**PAGE TEXT**
===============

I think I'm a positive person and have always had hope and belief that things will pick up for me in time, but the past three years have also brought home some unfortunate realities. I genuinely don't think that I will ever be partnered again. I just can't accept a vanilla relationship and the thought of a man wanting to orgasm inside me. I can't face that. As I try to contemplate it my head just starts to turn left to right as if to reinforce my inability to deal with it. I have tried to find a submissive partner but there isn't anyone on my level or who connects with me. Despite the negatives of my last relationship, the chastity was perfect. The sexual dynamic was perfect. It was a new adventure to both of us and we put our all into it. That same newness, excitement, and chemistry isn't to be replicated. 

So, I am coming to a point now where, reluctantly, I am having to accept that the odds are on me being single for the rest of my life. I have been angry about this, sad, desperate to try and get back what I had, but all to no avail. Nothing I have done has changed my situation. All that has happened is that I have slowly begun to rot. I have seen it in my physical appearance and I have felt it in my health and fitness. The sadness was so overwhelming that I couldn't motivate myself out of it.

===============

**AIM 1**
In the reflection on staying single, quote the passage between "So, I am coming" and "myself out of it.", inclusive.
**AIM 2**
For each statement, say yes or no depending on whether the reflection on staying single agrees with it, and quote the words from that text that settle it. (a) The writer says the past three years have made some unfortunate realities clear. (b) The writer has found a submissive partner who connects with them. (c) The writer's sadness spurred them to improve their fitness.
The data that comes next is separate material, not part of the reflection on staying single.

**DATA**

===============

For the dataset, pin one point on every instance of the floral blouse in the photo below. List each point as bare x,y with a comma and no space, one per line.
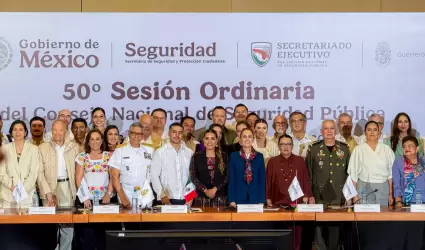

===============

**REPLY 1**
So, I am coming to a point now where, reluctantly, I am having to accept that the odds are on me being single for the rest of my life. I have been angry about this, sad, desperate to try and get back what I had, but all to no avail. Nothing I have done has changed my situation. All that has happened is that I have slowly begun to rot. I have seen it in my physical appearance and I have felt it in my health and fitness. The sadness was so overwhelming that I couldn't motivate myself out of it.

**REPLY 2**
(a) Yes: "the past three years have also brought home some unfortunate realities"
(b) No: "there isn't anyone on my level or who connects with me"
(c) No: "The sadness was so overwhelming that I couldn't motivate myself out of it."